▶ [Records for this exercise]
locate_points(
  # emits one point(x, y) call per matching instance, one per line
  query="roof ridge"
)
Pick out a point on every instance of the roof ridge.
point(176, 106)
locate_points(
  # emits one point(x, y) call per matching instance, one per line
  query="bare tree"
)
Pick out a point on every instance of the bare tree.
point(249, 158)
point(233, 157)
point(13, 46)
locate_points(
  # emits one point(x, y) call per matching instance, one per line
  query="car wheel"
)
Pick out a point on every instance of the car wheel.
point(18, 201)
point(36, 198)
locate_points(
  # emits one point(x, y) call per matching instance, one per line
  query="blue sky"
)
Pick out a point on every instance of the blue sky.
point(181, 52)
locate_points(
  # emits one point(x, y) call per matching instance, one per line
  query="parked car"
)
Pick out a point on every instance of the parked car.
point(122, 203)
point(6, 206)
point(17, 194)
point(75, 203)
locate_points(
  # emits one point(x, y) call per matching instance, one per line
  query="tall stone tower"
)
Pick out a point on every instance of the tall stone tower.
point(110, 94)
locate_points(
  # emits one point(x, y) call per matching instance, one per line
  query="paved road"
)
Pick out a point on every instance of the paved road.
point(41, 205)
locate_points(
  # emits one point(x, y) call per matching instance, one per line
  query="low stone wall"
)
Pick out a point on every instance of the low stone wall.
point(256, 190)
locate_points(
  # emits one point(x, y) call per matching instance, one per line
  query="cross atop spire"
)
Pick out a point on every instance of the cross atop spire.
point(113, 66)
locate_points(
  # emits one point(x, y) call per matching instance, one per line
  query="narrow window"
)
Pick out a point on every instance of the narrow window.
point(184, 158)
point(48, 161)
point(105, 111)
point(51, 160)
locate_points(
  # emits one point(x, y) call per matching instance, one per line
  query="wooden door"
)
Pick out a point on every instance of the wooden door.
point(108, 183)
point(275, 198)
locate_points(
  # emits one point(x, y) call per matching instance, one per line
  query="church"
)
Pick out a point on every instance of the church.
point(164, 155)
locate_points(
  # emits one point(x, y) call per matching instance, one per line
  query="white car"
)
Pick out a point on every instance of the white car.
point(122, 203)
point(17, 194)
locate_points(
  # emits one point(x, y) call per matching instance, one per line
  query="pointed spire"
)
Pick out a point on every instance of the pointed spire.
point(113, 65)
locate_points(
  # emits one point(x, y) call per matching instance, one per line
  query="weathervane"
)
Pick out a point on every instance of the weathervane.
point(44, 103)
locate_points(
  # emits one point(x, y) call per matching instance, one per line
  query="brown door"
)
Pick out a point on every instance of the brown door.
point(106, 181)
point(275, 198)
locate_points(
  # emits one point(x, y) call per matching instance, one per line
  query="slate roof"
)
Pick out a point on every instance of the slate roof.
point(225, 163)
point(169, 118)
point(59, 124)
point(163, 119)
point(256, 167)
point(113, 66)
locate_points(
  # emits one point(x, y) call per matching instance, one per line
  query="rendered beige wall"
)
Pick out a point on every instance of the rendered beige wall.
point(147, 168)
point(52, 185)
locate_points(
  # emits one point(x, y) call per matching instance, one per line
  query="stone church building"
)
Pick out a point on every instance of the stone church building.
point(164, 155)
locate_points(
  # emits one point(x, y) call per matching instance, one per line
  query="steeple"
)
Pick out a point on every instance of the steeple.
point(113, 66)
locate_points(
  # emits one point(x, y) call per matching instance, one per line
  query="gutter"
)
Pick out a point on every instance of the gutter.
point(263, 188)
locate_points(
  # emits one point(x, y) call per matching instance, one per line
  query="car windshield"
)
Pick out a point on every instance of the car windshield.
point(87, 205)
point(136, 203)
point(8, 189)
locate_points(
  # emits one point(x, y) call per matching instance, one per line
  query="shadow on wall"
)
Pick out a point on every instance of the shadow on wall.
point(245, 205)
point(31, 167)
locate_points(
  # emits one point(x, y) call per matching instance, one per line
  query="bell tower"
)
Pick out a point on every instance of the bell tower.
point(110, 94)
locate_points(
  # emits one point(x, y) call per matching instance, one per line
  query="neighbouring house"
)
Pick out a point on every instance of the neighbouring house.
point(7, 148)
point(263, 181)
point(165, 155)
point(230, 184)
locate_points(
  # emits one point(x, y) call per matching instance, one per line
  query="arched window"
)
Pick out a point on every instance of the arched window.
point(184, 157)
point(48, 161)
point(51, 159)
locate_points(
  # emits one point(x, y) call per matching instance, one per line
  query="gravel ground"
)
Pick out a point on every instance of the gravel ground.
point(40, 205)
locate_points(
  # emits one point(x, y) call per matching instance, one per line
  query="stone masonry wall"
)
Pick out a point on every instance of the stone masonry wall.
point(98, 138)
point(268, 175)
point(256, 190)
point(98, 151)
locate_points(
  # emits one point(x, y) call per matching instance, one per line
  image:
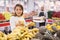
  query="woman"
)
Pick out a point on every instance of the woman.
point(17, 18)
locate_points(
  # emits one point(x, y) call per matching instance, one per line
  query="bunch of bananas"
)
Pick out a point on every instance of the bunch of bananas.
point(3, 36)
point(55, 25)
point(31, 24)
point(22, 33)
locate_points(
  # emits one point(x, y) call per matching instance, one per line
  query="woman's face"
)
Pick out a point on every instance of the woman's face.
point(18, 11)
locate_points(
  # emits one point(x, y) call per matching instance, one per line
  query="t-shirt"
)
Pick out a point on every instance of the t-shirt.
point(7, 15)
point(41, 14)
point(14, 20)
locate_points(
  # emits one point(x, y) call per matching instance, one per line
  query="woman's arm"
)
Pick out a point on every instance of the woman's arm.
point(12, 23)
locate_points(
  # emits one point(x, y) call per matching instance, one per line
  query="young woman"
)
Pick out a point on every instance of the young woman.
point(17, 18)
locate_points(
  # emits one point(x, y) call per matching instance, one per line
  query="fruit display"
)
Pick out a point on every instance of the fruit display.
point(53, 27)
point(3, 36)
point(31, 24)
point(22, 33)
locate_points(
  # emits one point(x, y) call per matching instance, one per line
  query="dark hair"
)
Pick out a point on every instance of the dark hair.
point(18, 5)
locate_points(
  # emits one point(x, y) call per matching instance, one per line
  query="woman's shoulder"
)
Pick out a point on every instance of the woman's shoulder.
point(12, 17)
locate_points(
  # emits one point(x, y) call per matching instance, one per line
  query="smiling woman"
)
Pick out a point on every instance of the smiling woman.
point(17, 18)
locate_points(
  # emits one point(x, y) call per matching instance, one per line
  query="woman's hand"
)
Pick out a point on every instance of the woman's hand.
point(20, 23)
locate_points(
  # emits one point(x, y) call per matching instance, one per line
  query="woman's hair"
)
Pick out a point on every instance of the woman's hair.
point(18, 5)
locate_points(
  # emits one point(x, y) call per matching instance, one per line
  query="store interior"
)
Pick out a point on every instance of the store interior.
point(40, 20)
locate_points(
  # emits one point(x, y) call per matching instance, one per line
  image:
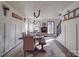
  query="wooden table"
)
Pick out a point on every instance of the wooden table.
point(42, 42)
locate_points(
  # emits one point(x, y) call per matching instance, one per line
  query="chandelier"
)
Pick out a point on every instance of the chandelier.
point(37, 15)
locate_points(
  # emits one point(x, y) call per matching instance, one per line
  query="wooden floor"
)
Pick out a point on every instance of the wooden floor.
point(52, 50)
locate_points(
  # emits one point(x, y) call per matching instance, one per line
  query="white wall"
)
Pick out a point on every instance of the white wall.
point(69, 36)
point(10, 29)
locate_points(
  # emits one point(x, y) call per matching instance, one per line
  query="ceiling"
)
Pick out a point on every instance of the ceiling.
point(48, 9)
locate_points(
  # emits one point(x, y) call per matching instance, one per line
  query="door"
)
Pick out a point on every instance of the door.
point(18, 33)
point(9, 36)
point(1, 38)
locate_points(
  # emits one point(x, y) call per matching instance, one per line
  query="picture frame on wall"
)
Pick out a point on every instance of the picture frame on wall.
point(77, 12)
point(71, 15)
point(66, 17)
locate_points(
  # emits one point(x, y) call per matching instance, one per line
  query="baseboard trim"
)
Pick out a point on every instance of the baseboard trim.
point(65, 50)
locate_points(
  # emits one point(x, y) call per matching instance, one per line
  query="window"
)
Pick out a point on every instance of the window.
point(50, 27)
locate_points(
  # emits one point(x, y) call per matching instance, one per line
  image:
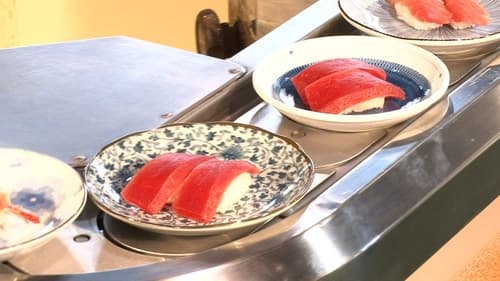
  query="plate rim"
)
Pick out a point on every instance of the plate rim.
point(199, 230)
point(428, 42)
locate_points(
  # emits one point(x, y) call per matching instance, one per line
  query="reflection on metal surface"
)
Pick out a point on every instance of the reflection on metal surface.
point(426, 121)
point(158, 244)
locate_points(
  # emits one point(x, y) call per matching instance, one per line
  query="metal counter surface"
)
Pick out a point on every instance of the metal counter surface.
point(98, 90)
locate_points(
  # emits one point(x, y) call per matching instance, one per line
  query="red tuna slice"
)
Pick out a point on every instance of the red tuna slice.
point(323, 68)
point(339, 91)
point(204, 188)
point(431, 11)
point(466, 13)
point(159, 179)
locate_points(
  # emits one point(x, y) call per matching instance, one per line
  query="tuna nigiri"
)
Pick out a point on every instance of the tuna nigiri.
point(466, 13)
point(159, 180)
point(422, 14)
point(350, 91)
point(205, 187)
point(320, 69)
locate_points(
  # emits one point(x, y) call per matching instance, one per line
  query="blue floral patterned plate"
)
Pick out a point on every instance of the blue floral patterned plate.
point(286, 174)
point(40, 185)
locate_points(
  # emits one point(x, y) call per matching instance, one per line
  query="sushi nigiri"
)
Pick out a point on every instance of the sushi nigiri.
point(350, 91)
point(422, 14)
point(204, 189)
point(320, 69)
point(466, 13)
point(159, 180)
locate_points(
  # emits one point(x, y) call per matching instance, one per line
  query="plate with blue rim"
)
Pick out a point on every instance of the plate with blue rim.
point(379, 18)
point(422, 75)
point(41, 186)
point(286, 174)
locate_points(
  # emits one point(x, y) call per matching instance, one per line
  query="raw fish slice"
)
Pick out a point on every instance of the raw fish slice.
point(174, 181)
point(147, 190)
point(204, 188)
point(351, 90)
point(466, 13)
point(422, 14)
point(320, 69)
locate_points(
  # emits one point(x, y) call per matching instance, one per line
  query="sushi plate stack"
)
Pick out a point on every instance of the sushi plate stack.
point(379, 18)
point(423, 76)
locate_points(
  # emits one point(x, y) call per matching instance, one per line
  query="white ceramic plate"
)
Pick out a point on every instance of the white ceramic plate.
point(378, 18)
point(412, 62)
point(42, 185)
point(286, 175)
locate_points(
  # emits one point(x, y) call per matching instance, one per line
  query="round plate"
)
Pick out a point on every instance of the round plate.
point(43, 185)
point(286, 175)
point(415, 86)
point(378, 18)
point(413, 68)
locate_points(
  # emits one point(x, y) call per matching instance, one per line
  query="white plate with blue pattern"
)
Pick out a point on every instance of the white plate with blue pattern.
point(286, 174)
point(42, 185)
point(378, 18)
point(421, 74)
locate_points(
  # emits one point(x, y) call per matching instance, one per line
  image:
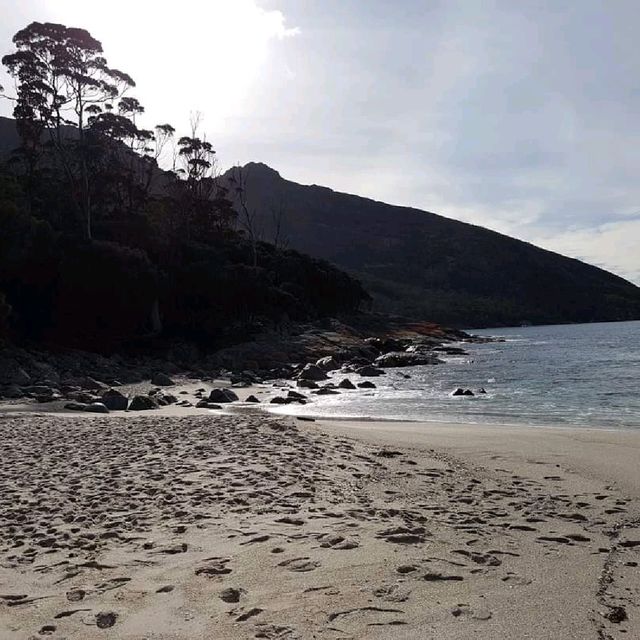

▶ [Direction]
Collect each line of the material above that contains the string "baseboard". Case counts.

▶ [Complete answer]
  query="baseboard trim"
Pick out a point on every instance of the baseboard trim.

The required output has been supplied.